Kirby v. Boylston Market Ass'n

80 Mass. 249 | Mass. | 1859

This case was decided in June 1860.

Mereick, J.*

It is undoubtedly a well settled principle of the common law that the occupier, and not the landlord, is bound, as between himself and the public, so far to keep buildings and other structures abutting upon common highways in repair, that *251they may be safe for the use of travellers thereon; and that such occupier is prima facie liable to third persons for damages arising from any defect. Lowell v. Spaulding, 4 Cush. 277. Oakham v. Holbrook, 11 Cush. 299. Regina v. Bucknall, 2 Ld. Raym. 804. Rich v. Basterfield, 4 C. B. 783.

. But the defendants are not in a situation to avail themselves of that principle in defence of this action. Although all the separate parts of their building, consisting of cellars, stalls and disconnected chambers, were leased either at will or for a term of years to many different tenants, yet the defendants had a general supervision over the whole, and had the entire control of the outside doors and outside passage ways, so far as was necessary to enable them to make all necessary repairs; the obligation to do which rested exclusively on them. They also kept the key of the market room, and opened and closed the doors of it at certain fixed hours, conforming however in respect to the time of doing it to the wishes of the tenants. Under these circumstances there was no such occupancy by the tenants as would cast upon them the obligation of keeping the building in repair, or make them responsible to third persons for damages resulting from its defects; but the liability in that particular still continued to rest upon the owner.
● ● ●
• [Given instruction]: Pick up the Kirby v. Boylston Market opinion after its last sentence and write the next paragraph in the same judicial style.

Object pointing dataset rows
● ● ●
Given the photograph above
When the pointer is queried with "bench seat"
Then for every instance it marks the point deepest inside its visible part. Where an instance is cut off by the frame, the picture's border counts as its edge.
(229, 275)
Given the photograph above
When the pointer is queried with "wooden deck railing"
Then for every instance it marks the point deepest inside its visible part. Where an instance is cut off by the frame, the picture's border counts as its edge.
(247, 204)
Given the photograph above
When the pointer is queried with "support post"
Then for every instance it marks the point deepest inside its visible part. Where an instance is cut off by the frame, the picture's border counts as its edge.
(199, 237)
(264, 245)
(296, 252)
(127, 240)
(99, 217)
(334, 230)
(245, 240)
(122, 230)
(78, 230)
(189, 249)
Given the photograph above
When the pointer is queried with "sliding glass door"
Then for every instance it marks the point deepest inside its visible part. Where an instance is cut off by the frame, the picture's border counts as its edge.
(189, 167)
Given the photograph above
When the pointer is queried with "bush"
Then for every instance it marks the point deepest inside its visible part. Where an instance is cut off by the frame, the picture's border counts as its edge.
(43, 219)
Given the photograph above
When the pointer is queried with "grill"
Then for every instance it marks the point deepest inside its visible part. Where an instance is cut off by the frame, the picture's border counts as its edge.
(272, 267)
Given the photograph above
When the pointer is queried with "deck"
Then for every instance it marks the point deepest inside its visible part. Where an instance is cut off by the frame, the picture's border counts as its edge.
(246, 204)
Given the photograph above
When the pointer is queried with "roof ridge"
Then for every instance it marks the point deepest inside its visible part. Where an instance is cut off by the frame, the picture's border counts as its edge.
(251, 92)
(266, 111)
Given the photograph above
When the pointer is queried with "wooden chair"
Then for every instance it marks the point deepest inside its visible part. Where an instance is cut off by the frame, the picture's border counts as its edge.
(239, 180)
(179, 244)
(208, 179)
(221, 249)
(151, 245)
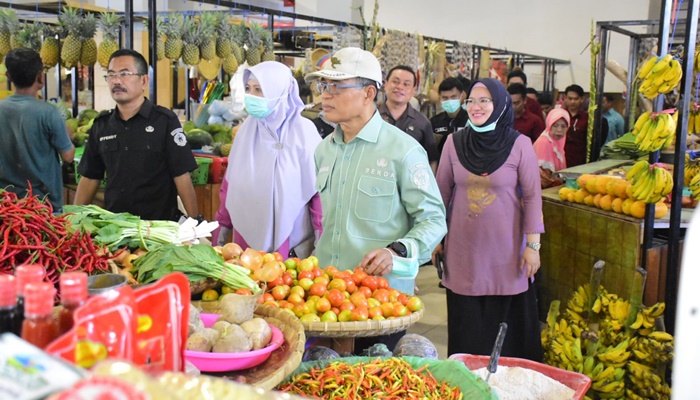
● ● ●
• [Result of this exercise]:
Individuals who sustain injuries or suffer loss and damage peculiar and special to themselves, from nuisances created • or obstructions unlawfully placed by another person in a public highway, may maintain an action against him to recover compensation therefor. Stetson v. Faxon, 19 Pick. 147. Smith v. Smith, 2 Pick. 621. Dobson v. Blackmore, 9 Ad. & El. N. R. 991. The defendants therefore are plainly liable to the plaintiff, if they in any way created or caused a public nuisance in the highway adjacent to their estate, by means of which he, while using due care for his own protection and safety, suffered the injury to his person of which he complains. And it makes no difference how or in what manner the nuisance was created, whether it was by removing the snow from their own premises and piling it up in the public street in such an accumulated mass as essentially to interfere with its use and enjoyment, and to impede *252the public travel, or in any other way or by any other means whatever. The same consequences would follow if they erected their building upon the highway, or constructed it so that it would necessarily be a public nuisance there; or if, having properly and lawfully erected and placed it upon their own land, they suffer and allow, it to fall into such waste and decay that it would thereby necessarily become a nuisance and thereby cause an unlawful obstruction to the public travel. In either and all of these cases, they would be liable to prosecution by indictment, and also be responsible to individuals to whom special damage should thereby be occasioned.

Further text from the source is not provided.